(TEXT SEGMENT):

** Begin **

Many types of algorithmic or automated trading activities have grown and evolved in response to the many changes that have taken place in the market landscape since the Internet became established in the late 1990s. In the last 10 years, algorithmic trading has been an established feature of the global financial markets. More recently, the advertising industry too is at an inflection point in their evolution – media buying is becoming increasingly automated. Programmatic ad buying can now be done at a large-scale and at very high speeds using computers to participate in real-time automated auctions for ad space across a large number of publisher sites.
There has been much discussion and debate around programmatic ad buying, so I will not repeat them here. Instead, I hope to offer a different perspective on programmatic ad buying – my perspective drawing influence and reference from the already mature algorithmic or automated trading systems that is in the financial industry. I offer my perspective in three areas – (1) what happens to the trading marketplace, (2) our increasing dependency and reliance on black box science, and (3) playing in a game of speed. Then I finish this post with some suggested guidelines we must consider as we build our programmatic trading systems.
I hope you enjoy!
The trading marketplace itself: Setting the scene.
I’ll start by giving you a simplified look into the financial trading process. Everyone can act as both a buyer and a seller for a commodity, say a stock. All prices of this stock is transparent; buyers and sellers both see what each other have paid or sold. Stock exchanges are the infrastructure that facilitates the trading of these stocks. Recent reports show that more than 60% of all global financial trading is now performed algorithmically or automated. All trading volume is then fed into the stock market which represents a pool of companies that list these shares for investors to buy and sell in the first place.
The reason why I think algorithmic trading has performed well for the financial industry is that, ultimately, the marketplace itself is the regulator. Based on the example above, the stock market determines the price of the stock through the amount of buyers and sellers at a given time.
I believe programmatic ad buying has the origins of algorithmic trading in financial markets where the principles are very similar. However, the players in this trading process are very different. What we have is a linear model of three distinctive player descriptions: Sellers – Publishers, who only sell, Agents – (Media)Agencies, who both buy and re-sell, and Buyers – Advertisers, who only buy. So while the advertising industry may have created ad exchanges, agency trading desks and demand-side platforms as infrastructures for bidding and trading to take place, it is seemingly clear that without a marketplace as a bedrock, a “stock market” per se, exchanges would have no reason to exist. The reasons for this are: Sellers do not have a ‘formal’ mechanism to list their ad inventory and buyers are unfairly determining the balance of demand and supply in the market at any point in time.

** End **

[Dataset records]
** Begin **

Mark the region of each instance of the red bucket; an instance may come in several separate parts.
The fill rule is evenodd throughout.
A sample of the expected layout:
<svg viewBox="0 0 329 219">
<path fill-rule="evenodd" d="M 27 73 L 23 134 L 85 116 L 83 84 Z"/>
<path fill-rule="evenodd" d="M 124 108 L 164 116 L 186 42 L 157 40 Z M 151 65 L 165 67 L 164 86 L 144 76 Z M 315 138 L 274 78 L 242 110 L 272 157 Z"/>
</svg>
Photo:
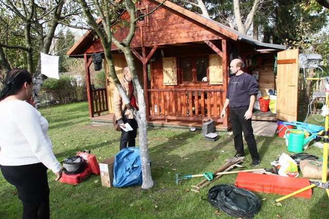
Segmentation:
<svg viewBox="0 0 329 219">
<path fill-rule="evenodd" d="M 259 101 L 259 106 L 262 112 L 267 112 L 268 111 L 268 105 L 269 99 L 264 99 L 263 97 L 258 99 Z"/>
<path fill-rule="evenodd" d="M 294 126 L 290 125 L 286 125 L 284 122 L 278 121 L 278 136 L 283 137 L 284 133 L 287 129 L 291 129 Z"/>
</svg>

** End **

(GOAL OF THE EXERCISE):
Answer these questions about the post on programmatic ad buying:
(a) According to recent reports, what share of all global financial trading is now performed algorithmically or automated?
(b) What does the author say is ultimately the regulator that explains why algorithmic trading has performed well for the financial industry?
(c) In the linear model of three players, who are the Agents, and what do they do?

(REPLY TO THE TASK):
(a) More than 60%.
(b) The marketplace itself.
(c) (Media)Agencies, who both buy and re-sell.